* Instructions for the task *
The reply must contain exactly the lines below from the one with "# provide a point for each instance of the arched" down to the one with "# provide a point for each instance of the building", both included, and nothing more; please omit the pictures.

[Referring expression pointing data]
[Start of Attachment]

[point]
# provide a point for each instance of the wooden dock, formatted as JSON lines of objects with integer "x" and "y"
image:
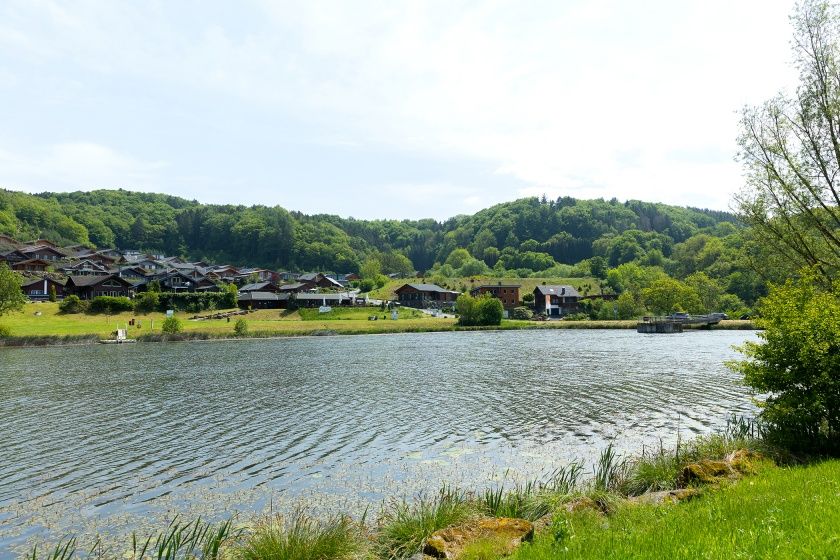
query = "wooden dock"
{"x": 671, "y": 324}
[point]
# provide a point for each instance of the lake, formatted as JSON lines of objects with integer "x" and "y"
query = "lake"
{"x": 113, "y": 438}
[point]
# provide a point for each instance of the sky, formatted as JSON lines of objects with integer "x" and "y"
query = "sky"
{"x": 389, "y": 109}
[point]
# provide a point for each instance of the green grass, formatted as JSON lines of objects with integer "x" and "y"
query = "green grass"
{"x": 300, "y": 537}
{"x": 404, "y": 526}
{"x": 780, "y": 513}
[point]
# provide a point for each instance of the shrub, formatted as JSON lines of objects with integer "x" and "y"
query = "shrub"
{"x": 72, "y": 304}
{"x": 109, "y": 304}
{"x": 147, "y": 302}
{"x": 797, "y": 364}
{"x": 481, "y": 311}
{"x": 522, "y": 313}
{"x": 172, "y": 325}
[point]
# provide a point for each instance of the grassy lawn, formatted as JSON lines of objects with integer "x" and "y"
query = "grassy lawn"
{"x": 43, "y": 319}
{"x": 780, "y": 513}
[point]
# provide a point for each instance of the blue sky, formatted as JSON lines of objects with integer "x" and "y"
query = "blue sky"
{"x": 385, "y": 109}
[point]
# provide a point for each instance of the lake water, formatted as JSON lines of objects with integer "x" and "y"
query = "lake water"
{"x": 116, "y": 438}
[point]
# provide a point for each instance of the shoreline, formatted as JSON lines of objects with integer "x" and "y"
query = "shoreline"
{"x": 198, "y": 335}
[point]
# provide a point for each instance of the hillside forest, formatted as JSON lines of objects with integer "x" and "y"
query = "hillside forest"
{"x": 656, "y": 257}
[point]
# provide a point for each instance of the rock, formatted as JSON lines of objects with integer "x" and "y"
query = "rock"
{"x": 503, "y": 535}
{"x": 582, "y": 504}
{"x": 665, "y": 497}
{"x": 705, "y": 472}
{"x": 743, "y": 461}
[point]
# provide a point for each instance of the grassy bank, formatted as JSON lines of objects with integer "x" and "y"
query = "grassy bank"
{"x": 42, "y": 324}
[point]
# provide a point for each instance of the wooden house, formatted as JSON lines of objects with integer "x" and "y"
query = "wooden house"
{"x": 508, "y": 294}
{"x": 30, "y": 265}
{"x": 425, "y": 295}
{"x": 556, "y": 301}
{"x": 89, "y": 287}
{"x": 39, "y": 288}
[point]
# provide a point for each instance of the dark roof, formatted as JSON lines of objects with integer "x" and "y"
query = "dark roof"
{"x": 256, "y": 287}
{"x": 566, "y": 291}
{"x": 92, "y": 280}
{"x": 427, "y": 288}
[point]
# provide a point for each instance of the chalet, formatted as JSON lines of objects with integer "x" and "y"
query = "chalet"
{"x": 320, "y": 280}
{"x": 425, "y": 295}
{"x": 260, "y": 287}
{"x": 30, "y": 265}
{"x": 268, "y": 300}
{"x": 175, "y": 281}
{"x": 42, "y": 252}
{"x": 508, "y": 294}
{"x": 39, "y": 289}
{"x": 556, "y": 301}
{"x": 89, "y": 287}
{"x": 84, "y": 267}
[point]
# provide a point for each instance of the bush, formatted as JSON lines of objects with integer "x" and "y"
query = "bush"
{"x": 522, "y": 314}
{"x": 72, "y": 304}
{"x": 172, "y": 325}
{"x": 109, "y": 304}
{"x": 147, "y": 302}
{"x": 797, "y": 364}
{"x": 482, "y": 311}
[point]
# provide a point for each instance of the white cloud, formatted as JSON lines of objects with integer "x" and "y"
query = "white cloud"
{"x": 78, "y": 165}
{"x": 593, "y": 98}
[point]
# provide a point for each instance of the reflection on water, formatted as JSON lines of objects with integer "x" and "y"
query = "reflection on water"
{"x": 109, "y": 438}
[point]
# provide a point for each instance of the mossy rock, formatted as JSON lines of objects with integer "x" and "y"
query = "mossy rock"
{"x": 500, "y": 536}
{"x": 744, "y": 461}
{"x": 705, "y": 472}
{"x": 665, "y": 497}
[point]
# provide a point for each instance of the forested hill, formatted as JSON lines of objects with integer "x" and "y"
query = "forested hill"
{"x": 528, "y": 233}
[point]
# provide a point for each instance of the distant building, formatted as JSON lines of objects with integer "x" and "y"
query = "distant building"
{"x": 556, "y": 301}
{"x": 423, "y": 296}
{"x": 508, "y": 294}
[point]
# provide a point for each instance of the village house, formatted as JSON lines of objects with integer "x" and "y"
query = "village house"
{"x": 260, "y": 287}
{"x": 30, "y": 265}
{"x": 508, "y": 294}
{"x": 89, "y": 287}
{"x": 556, "y": 301}
{"x": 39, "y": 288}
{"x": 425, "y": 295}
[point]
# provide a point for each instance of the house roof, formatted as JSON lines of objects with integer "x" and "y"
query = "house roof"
{"x": 565, "y": 290}
{"x": 427, "y": 288}
{"x": 256, "y": 287}
{"x": 83, "y": 281}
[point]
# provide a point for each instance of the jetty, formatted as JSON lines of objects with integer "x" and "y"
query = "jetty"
{"x": 674, "y": 323}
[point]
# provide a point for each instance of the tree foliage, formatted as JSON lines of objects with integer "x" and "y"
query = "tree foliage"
{"x": 796, "y": 367}
{"x": 11, "y": 296}
{"x": 790, "y": 149}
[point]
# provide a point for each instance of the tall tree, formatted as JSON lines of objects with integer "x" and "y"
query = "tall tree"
{"x": 790, "y": 149}
{"x": 11, "y": 296}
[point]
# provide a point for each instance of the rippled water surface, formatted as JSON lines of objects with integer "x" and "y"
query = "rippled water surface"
{"x": 117, "y": 438}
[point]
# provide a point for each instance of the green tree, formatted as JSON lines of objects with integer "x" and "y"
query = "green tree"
{"x": 172, "y": 325}
{"x": 667, "y": 295}
{"x": 796, "y": 367}
{"x": 11, "y": 296}
{"x": 371, "y": 269}
{"x": 790, "y": 150}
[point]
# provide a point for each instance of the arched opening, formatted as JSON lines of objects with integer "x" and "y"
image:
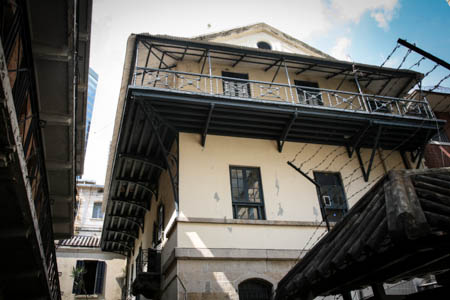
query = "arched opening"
{"x": 264, "y": 45}
{"x": 255, "y": 289}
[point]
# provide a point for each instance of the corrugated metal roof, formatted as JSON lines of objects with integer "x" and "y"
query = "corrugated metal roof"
{"x": 397, "y": 231}
{"x": 81, "y": 241}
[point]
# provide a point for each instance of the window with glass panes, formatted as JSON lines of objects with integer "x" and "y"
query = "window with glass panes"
{"x": 333, "y": 195}
{"x": 246, "y": 193}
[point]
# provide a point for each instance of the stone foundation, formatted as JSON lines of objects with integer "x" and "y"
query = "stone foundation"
{"x": 206, "y": 279}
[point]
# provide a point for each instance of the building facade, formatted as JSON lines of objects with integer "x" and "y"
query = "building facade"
{"x": 44, "y": 57}
{"x": 233, "y": 152}
{"x": 103, "y": 274}
{"x": 437, "y": 154}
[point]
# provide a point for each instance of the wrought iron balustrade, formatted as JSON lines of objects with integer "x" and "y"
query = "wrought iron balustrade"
{"x": 268, "y": 91}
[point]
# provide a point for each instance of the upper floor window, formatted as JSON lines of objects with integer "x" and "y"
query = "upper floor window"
{"x": 264, "y": 45}
{"x": 333, "y": 195}
{"x": 255, "y": 289}
{"x": 246, "y": 193}
{"x": 88, "y": 277}
{"x": 236, "y": 88}
{"x": 306, "y": 95}
{"x": 97, "y": 210}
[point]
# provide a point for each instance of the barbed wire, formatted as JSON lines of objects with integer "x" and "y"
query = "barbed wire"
{"x": 439, "y": 83}
{"x": 323, "y": 160}
{"x": 314, "y": 154}
{"x": 404, "y": 58}
{"x": 390, "y": 55}
{"x": 417, "y": 63}
{"x": 429, "y": 72}
{"x": 301, "y": 150}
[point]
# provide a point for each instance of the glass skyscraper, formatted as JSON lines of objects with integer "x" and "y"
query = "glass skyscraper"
{"x": 92, "y": 88}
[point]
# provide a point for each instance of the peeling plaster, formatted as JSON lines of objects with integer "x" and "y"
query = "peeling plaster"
{"x": 280, "y": 210}
{"x": 315, "y": 212}
{"x": 277, "y": 185}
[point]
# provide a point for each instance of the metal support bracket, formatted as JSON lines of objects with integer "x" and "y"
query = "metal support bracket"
{"x": 132, "y": 203}
{"x": 140, "y": 184}
{"x": 357, "y": 139}
{"x": 405, "y": 160}
{"x": 208, "y": 121}
{"x": 285, "y": 132}
{"x": 366, "y": 173}
{"x": 143, "y": 159}
{"x": 174, "y": 183}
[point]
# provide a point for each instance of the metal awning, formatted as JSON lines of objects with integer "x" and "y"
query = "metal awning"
{"x": 60, "y": 47}
{"x": 398, "y": 230}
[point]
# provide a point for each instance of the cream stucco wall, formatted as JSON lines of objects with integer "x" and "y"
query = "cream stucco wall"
{"x": 114, "y": 272}
{"x": 250, "y": 39}
{"x": 205, "y": 191}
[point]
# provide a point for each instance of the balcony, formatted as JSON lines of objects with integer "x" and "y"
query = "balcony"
{"x": 269, "y": 92}
{"x": 174, "y": 85}
{"x": 204, "y": 104}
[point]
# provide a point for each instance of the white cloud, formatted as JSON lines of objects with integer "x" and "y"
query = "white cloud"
{"x": 114, "y": 20}
{"x": 382, "y": 11}
{"x": 341, "y": 49}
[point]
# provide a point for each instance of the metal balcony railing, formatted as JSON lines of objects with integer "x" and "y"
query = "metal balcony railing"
{"x": 270, "y": 92}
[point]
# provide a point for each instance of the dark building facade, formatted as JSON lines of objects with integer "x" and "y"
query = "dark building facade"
{"x": 44, "y": 58}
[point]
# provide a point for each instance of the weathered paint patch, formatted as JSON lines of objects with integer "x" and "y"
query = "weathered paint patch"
{"x": 277, "y": 185}
{"x": 280, "y": 210}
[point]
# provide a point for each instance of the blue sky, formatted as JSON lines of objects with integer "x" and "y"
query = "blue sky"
{"x": 425, "y": 23}
{"x": 364, "y": 31}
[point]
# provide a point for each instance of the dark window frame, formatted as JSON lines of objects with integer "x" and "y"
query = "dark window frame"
{"x": 255, "y": 288}
{"x": 93, "y": 210}
{"x": 235, "y": 204}
{"x": 237, "y": 87}
{"x": 316, "y": 96}
{"x": 329, "y": 207}
{"x": 96, "y": 287}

[End of Attachment]

* Solution to this problem *
# provide a point for each instance of the arched opening, formatted as JSON lines of objects with integer "x" and "y"
image:
query = "arched opening"
{"x": 264, "y": 45}
{"x": 255, "y": 289}
[point]
# provide a point for each instance of the corrugated metal roof, formatted as JSON lines of objects with integer "x" and "y"
query = "corrugated metal roof"
{"x": 397, "y": 231}
{"x": 81, "y": 241}
[point]
# provide a point for each instance of the window with glass panes, formatted as JSON lines of objects with integer "x" and "y"
query = "window with glass panes"
{"x": 333, "y": 195}
{"x": 246, "y": 193}
[point]
# provide a point for each instance of the stone foundation, formatted as JSON lines of objects with integer "x" and "y"
query = "stone foundation"
{"x": 206, "y": 279}
[point]
# provide a point for each instance of the building facade, formatted as JSON lines of objects with integer "x" and "y"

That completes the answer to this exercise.